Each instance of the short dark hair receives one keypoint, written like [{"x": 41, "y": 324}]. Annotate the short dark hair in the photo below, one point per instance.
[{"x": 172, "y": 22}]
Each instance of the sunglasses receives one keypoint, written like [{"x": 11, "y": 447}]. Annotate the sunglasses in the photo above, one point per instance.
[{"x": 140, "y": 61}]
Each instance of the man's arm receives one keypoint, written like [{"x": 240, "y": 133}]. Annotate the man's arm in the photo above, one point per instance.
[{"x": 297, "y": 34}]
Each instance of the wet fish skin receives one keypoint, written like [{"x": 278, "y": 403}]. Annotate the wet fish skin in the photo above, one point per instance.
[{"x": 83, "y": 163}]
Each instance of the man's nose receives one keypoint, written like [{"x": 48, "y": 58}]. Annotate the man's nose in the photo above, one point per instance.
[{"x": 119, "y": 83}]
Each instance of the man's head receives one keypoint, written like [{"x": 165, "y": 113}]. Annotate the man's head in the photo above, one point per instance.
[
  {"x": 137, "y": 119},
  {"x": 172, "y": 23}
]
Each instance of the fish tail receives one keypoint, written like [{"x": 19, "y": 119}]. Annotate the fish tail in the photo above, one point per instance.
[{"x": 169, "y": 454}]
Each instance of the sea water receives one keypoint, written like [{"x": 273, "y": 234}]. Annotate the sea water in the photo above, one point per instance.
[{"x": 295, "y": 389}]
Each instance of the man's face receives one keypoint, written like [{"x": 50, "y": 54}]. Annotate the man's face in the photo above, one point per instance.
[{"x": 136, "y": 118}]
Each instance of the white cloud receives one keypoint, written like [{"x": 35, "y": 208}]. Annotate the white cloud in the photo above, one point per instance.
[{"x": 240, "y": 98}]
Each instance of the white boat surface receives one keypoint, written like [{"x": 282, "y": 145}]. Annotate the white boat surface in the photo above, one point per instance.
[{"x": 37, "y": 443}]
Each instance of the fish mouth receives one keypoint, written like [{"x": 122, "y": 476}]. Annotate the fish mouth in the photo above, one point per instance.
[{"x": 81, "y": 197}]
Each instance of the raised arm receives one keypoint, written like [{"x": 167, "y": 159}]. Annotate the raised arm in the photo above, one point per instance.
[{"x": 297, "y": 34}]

^^^^^^^^

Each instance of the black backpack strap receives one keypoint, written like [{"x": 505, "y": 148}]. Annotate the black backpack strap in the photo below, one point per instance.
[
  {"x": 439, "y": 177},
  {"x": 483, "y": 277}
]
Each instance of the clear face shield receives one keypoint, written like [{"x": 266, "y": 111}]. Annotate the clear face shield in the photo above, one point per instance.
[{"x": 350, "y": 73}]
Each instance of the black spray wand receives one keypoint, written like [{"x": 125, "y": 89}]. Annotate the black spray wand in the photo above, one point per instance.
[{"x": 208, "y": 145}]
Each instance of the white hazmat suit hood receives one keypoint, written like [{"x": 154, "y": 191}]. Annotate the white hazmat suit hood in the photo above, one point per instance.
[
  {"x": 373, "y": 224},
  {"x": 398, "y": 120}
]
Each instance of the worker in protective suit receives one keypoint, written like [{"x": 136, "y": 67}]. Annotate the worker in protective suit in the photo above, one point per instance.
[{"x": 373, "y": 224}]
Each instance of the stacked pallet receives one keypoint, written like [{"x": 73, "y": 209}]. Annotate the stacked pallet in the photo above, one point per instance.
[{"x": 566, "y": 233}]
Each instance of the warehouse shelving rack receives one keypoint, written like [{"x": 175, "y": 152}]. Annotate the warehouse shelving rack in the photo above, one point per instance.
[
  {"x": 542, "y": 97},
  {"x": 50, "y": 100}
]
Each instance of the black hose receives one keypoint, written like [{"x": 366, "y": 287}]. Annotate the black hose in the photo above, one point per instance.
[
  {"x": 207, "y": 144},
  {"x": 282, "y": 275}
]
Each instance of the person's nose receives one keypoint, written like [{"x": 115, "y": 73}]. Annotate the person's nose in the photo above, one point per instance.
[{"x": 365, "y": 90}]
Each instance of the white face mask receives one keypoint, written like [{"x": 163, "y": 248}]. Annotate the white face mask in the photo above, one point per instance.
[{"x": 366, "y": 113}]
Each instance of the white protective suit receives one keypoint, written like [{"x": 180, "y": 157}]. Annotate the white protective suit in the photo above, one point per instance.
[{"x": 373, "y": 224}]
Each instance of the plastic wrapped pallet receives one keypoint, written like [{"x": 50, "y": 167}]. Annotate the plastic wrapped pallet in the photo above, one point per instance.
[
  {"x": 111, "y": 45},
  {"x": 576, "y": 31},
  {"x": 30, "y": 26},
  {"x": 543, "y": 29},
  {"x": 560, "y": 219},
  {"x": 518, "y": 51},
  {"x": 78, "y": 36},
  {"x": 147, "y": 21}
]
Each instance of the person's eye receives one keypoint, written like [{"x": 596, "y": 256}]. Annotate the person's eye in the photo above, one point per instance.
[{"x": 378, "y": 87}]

^^^^^^^^

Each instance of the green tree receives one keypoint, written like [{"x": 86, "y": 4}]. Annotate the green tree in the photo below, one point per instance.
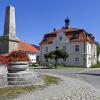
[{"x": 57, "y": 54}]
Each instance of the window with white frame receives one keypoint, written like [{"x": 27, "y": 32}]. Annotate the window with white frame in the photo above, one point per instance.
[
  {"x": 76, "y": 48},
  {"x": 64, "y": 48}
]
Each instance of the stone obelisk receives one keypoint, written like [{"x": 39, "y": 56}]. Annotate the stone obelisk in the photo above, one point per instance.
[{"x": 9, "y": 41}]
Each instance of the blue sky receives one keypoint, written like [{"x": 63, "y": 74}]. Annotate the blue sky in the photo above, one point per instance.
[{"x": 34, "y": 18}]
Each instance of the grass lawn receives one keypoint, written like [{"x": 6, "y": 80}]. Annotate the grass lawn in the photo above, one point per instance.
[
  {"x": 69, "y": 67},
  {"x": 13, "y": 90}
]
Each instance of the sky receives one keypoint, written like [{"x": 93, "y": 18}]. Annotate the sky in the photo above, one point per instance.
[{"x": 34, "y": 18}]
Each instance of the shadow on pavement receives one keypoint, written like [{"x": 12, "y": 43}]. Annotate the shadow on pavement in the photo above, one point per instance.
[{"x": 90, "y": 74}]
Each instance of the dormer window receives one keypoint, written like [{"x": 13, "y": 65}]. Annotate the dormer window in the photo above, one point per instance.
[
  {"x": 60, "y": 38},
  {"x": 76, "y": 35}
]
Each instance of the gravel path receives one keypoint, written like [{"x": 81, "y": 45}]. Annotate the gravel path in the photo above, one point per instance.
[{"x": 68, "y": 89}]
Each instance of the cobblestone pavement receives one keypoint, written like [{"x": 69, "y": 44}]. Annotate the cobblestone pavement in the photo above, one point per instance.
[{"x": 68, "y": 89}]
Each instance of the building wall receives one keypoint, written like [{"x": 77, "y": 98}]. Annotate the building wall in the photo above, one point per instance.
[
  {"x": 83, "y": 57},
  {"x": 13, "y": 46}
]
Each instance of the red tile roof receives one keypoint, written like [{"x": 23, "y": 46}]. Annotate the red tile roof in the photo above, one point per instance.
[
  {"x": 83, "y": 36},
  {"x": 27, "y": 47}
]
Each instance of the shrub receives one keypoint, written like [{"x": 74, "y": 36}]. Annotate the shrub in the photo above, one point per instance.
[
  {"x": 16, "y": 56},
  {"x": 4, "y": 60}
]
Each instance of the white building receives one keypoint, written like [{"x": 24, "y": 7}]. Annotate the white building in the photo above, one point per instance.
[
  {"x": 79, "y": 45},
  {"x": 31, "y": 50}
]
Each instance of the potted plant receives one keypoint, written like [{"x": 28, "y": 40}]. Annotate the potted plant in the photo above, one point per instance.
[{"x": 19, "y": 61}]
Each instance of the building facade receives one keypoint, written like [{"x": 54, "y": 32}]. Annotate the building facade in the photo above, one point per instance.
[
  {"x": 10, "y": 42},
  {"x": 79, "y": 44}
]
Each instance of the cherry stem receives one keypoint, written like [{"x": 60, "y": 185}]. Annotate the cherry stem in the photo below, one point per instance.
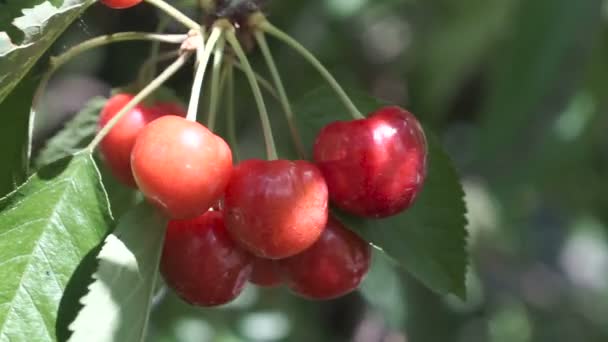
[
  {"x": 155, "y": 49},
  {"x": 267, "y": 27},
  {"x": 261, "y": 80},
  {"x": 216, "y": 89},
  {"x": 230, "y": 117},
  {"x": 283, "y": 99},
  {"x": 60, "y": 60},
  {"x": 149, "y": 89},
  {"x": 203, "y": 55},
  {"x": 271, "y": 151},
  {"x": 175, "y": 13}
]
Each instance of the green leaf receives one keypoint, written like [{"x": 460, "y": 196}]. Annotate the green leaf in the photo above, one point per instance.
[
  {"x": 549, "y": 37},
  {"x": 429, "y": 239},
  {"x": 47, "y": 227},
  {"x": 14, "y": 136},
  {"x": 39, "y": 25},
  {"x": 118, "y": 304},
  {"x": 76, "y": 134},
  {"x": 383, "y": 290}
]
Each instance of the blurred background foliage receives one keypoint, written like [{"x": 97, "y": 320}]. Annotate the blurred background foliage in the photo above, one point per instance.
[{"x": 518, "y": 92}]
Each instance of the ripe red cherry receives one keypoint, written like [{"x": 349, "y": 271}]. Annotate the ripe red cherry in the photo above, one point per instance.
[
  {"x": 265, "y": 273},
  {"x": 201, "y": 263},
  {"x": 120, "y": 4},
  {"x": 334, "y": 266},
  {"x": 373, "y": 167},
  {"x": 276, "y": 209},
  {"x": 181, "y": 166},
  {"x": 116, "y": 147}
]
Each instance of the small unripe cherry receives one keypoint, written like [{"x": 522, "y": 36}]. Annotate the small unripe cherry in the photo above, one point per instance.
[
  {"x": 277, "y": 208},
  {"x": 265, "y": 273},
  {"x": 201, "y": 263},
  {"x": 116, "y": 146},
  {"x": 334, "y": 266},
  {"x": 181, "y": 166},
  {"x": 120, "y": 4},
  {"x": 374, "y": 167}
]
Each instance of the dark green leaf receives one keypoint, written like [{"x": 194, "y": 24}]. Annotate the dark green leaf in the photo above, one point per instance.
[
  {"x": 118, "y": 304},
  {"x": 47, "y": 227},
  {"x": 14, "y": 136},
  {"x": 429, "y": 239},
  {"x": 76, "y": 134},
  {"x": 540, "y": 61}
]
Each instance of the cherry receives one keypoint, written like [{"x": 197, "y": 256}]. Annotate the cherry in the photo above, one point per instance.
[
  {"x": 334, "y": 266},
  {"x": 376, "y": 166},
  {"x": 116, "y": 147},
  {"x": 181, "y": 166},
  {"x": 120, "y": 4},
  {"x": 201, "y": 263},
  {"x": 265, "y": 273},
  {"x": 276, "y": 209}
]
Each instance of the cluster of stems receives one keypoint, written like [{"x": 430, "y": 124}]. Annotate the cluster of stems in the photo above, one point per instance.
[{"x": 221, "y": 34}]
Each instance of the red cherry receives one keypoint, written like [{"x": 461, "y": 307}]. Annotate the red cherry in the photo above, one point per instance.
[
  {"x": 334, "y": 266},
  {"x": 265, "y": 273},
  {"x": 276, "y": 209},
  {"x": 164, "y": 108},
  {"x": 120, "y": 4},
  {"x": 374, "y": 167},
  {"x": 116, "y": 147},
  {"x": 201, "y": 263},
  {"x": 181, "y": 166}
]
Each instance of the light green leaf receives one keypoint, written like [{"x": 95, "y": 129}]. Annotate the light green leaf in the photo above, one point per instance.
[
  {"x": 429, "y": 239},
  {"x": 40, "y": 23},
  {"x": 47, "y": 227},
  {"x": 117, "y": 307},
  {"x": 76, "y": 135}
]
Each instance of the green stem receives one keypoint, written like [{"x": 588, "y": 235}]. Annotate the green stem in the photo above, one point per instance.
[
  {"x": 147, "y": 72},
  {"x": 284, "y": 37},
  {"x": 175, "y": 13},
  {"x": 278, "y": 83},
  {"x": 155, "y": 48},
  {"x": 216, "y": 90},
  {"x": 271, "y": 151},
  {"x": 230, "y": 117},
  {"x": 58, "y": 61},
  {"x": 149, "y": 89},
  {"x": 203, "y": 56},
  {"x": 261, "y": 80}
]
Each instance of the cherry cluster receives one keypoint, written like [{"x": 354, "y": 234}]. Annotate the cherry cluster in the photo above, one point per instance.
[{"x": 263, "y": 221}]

^^^^^^^^

*WHAT TO PRODUCE*
Pull out every line of the records above that contains the word "cobblestone" and copy each one in full.

*FULL SOLUTION*
Each instance of the cobblestone pavement receives one keypoint, written like [{"x": 69, "y": 44}]. Annotate the cobblestone pavement in the photo above, one point per instance.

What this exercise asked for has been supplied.